* What the exercise asks: Express the part of the listing below that opens with the line containing "Segment the tree" and closes with the line containing "Provide the mask of the tree line." as a JSON list of strings, one per line, including both end lines and leaving out blank lines.

* Record excerpts:
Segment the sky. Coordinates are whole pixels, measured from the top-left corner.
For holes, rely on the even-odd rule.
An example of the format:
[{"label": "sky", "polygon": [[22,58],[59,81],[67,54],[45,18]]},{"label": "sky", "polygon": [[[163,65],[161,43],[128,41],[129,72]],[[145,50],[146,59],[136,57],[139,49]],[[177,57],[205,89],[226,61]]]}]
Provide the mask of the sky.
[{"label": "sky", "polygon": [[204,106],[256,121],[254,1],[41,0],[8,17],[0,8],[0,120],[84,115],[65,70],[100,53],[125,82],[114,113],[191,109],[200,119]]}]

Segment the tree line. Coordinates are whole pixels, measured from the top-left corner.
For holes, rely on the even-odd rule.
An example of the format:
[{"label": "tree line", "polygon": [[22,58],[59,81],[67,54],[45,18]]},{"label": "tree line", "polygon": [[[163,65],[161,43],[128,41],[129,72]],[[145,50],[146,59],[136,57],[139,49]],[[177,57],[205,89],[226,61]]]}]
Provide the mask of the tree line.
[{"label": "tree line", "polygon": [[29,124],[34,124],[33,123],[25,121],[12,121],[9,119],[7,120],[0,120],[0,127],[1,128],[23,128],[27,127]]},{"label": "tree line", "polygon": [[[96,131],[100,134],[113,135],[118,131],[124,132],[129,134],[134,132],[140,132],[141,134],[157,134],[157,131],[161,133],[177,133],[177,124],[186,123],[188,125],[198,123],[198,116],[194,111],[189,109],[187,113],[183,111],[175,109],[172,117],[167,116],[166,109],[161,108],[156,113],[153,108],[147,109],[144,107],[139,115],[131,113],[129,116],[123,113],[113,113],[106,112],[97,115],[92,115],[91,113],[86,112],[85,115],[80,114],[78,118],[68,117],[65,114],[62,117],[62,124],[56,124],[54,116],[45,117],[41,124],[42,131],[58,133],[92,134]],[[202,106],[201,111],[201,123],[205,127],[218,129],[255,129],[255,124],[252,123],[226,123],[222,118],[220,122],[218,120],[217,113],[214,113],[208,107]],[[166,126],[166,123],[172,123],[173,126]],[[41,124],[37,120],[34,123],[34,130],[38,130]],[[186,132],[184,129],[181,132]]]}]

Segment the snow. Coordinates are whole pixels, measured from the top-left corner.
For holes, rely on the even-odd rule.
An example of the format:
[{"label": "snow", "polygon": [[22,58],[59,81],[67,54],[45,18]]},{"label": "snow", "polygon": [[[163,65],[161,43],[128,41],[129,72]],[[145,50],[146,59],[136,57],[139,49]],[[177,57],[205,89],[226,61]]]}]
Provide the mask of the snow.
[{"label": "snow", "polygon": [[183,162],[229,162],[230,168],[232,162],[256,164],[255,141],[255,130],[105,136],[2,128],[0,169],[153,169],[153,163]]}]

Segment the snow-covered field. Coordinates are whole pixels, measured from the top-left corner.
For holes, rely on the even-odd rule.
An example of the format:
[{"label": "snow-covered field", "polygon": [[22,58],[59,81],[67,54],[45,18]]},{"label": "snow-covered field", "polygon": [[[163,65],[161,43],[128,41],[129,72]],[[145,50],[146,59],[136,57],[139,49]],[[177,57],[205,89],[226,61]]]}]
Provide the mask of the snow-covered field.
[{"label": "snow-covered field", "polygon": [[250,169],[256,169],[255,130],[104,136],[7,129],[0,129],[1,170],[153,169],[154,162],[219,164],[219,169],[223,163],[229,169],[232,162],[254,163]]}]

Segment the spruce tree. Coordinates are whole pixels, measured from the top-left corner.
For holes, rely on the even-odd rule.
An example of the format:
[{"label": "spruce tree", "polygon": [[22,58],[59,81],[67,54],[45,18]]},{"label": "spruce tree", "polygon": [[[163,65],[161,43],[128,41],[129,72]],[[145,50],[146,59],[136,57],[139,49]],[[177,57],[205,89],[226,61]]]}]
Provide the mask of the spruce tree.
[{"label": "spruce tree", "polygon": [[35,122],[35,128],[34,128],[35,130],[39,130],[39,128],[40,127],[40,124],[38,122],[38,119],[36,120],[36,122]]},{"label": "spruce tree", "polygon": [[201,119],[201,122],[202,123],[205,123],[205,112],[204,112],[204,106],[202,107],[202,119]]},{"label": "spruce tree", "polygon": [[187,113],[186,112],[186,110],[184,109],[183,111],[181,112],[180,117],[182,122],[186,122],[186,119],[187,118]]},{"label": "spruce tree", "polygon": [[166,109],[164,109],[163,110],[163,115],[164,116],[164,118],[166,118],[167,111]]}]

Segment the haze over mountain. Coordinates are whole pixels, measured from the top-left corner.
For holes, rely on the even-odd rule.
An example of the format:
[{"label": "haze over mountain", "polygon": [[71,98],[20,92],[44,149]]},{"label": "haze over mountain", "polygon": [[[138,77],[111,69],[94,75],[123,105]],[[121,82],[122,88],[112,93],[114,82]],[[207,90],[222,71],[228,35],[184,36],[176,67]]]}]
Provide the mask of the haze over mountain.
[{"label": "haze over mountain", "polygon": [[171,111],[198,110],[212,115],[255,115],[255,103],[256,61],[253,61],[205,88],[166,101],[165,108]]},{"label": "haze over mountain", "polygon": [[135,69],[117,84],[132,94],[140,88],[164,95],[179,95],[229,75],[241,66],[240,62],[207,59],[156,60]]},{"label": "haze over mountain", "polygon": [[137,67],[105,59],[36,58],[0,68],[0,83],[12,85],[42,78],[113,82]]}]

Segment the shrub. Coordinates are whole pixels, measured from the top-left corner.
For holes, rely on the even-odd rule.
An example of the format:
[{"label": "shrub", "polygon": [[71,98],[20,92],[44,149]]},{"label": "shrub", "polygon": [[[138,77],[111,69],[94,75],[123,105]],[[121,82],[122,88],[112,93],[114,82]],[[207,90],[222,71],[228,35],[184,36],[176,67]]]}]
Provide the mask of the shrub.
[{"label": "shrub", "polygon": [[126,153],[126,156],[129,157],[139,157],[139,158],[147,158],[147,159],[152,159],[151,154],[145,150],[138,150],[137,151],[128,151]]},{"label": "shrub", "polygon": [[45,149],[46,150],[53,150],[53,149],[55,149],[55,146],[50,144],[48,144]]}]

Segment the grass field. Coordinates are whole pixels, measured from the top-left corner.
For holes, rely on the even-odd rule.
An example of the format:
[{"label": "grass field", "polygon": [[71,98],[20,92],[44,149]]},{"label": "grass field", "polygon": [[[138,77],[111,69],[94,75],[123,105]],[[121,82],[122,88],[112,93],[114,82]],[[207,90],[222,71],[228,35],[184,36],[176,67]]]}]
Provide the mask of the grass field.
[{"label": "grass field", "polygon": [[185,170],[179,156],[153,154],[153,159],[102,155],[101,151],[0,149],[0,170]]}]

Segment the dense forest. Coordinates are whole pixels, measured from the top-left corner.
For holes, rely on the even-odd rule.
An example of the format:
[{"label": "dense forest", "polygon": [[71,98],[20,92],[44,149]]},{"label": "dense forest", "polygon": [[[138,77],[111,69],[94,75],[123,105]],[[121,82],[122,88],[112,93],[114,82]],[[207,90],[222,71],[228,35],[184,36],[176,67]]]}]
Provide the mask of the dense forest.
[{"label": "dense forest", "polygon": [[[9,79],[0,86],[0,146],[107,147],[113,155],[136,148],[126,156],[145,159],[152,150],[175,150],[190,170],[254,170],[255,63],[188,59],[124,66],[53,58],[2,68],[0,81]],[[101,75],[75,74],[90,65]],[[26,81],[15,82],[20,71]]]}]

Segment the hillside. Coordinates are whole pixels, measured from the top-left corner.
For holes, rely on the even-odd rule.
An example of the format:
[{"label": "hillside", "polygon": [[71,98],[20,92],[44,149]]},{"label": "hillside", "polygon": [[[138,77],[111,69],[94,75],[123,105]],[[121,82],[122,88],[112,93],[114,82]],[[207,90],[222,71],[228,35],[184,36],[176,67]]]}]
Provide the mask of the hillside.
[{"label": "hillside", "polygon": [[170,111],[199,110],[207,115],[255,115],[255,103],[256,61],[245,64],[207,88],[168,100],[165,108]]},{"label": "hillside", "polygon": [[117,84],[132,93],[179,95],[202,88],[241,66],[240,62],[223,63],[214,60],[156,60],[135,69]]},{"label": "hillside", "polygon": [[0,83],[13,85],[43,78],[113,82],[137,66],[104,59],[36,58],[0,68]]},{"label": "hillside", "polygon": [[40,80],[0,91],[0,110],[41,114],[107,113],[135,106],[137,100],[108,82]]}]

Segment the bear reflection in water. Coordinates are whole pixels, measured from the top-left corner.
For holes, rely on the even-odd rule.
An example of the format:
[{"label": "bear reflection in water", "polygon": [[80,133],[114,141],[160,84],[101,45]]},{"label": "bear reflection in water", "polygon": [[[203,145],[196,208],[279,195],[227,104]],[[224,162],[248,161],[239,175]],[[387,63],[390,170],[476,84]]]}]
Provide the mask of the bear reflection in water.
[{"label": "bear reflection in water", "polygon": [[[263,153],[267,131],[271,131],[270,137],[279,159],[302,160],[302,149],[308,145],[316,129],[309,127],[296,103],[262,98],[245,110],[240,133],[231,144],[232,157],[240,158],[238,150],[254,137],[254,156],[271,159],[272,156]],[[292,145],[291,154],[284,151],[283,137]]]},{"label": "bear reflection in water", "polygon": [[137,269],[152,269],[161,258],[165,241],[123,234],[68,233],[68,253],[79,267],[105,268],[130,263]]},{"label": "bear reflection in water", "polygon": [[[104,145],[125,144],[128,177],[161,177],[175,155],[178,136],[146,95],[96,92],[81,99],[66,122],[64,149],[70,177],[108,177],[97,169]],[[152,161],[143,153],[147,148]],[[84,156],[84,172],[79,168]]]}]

* Finished answer:
[
  "Segment the tree line. Coordinates are whole pixels, measured from the top-left corner.",
  "For holes, rely on the even-odd rule.",
  "An example of the format:",
  "[{\"label\": \"tree line\", \"polygon\": [[22,58],[59,81],[67,54],[45,18]]},{\"label\": \"tree line\", \"polygon\": [[[163,65],[161,43],[128,41],[129,72]],[[145,50],[146,59],[136,57],[139,49]],[[177,57],[205,89],[226,61]]]}]",
  "Provide the mask of the tree line."
]